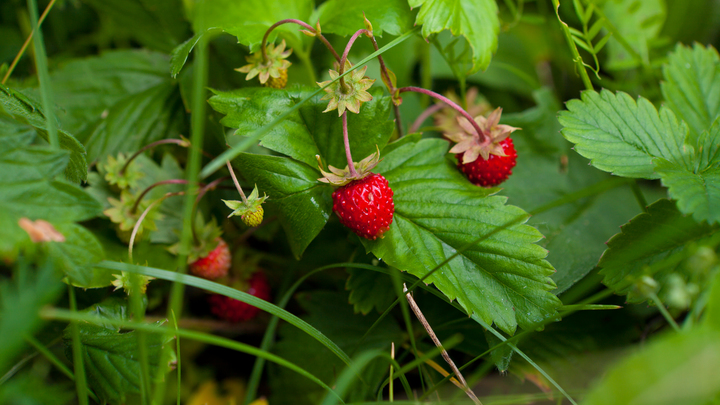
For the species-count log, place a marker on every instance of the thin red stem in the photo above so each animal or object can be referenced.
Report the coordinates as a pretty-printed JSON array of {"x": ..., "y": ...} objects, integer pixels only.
[
  {"x": 302, "y": 24},
  {"x": 152, "y": 186},
  {"x": 237, "y": 184},
  {"x": 344, "y": 86},
  {"x": 150, "y": 146},
  {"x": 348, "y": 155},
  {"x": 486, "y": 138},
  {"x": 425, "y": 114}
]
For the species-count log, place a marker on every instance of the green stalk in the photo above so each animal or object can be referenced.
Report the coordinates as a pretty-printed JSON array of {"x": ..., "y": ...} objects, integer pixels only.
[
  {"x": 576, "y": 55},
  {"x": 80, "y": 383},
  {"x": 43, "y": 77}
]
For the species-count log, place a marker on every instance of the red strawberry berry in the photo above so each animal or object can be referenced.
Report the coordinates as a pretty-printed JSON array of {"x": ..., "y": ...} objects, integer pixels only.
[
  {"x": 233, "y": 310},
  {"x": 365, "y": 206},
  {"x": 215, "y": 265},
  {"x": 494, "y": 170}
]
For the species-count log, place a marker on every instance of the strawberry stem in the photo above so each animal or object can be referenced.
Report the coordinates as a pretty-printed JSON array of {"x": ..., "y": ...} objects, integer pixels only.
[
  {"x": 303, "y": 24},
  {"x": 485, "y": 137},
  {"x": 152, "y": 186},
  {"x": 424, "y": 115},
  {"x": 180, "y": 142},
  {"x": 142, "y": 217},
  {"x": 201, "y": 193},
  {"x": 348, "y": 155},
  {"x": 237, "y": 185}
]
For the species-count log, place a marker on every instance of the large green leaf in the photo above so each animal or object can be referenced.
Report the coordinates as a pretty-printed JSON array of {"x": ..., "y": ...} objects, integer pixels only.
[
  {"x": 20, "y": 301},
  {"x": 344, "y": 18},
  {"x": 503, "y": 279},
  {"x": 696, "y": 184},
  {"x": 111, "y": 356},
  {"x": 29, "y": 112},
  {"x": 676, "y": 369},
  {"x": 309, "y": 131},
  {"x": 85, "y": 88},
  {"x": 476, "y": 20},
  {"x": 649, "y": 238},
  {"x": 638, "y": 23},
  {"x": 692, "y": 85},
  {"x": 26, "y": 174},
  {"x": 303, "y": 204},
  {"x": 330, "y": 312},
  {"x": 621, "y": 136},
  {"x": 249, "y": 19},
  {"x": 547, "y": 170}
]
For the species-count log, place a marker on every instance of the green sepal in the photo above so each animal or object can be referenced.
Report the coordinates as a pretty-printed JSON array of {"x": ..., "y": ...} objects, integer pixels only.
[{"x": 241, "y": 208}]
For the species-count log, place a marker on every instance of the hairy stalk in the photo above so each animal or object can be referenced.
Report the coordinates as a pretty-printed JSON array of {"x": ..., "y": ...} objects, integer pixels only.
[
  {"x": 346, "y": 140},
  {"x": 142, "y": 217},
  {"x": 423, "y": 116},
  {"x": 152, "y": 186},
  {"x": 303, "y": 24},
  {"x": 180, "y": 142},
  {"x": 483, "y": 135},
  {"x": 237, "y": 185},
  {"x": 355, "y": 36},
  {"x": 437, "y": 342},
  {"x": 21, "y": 52},
  {"x": 201, "y": 193}
]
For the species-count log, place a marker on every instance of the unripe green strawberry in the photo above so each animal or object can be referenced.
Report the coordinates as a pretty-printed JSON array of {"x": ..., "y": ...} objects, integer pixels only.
[
  {"x": 277, "y": 82},
  {"x": 253, "y": 219}
]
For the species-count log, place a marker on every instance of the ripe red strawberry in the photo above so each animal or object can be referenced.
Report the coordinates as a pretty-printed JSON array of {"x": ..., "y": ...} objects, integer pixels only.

==========

# [EXERCISE GOAL]
Give back, unchanged, the run of lines in the listing above that begins at the line containing "of the strawberry" and ends at the line containing "of the large", both included.

# [RESPONSE TO THIS EXERCISE]
For the species-count log, place a marker on every instance of the strawberry stem in the photo above so each animal or object can be referenced.
Report the coordinates as a pretty-printed JSON array of {"x": ..., "y": ...} objects, integer pixels only.
[
  {"x": 303, "y": 24},
  {"x": 485, "y": 137},
  {"x": 152, "y": 186},
  {"x": 424, "y": 115},
  {"x": 180, "y": 142},
  {"x": 142, "y": 217},
  {"x": 201, "y": 193},
  {"x": 348, "y": 155},
  {"x": 237, "y": 185}
]
For the species-count log, place a marker on every instance of the large green leaf in the photo above so each animal or object can be referenced.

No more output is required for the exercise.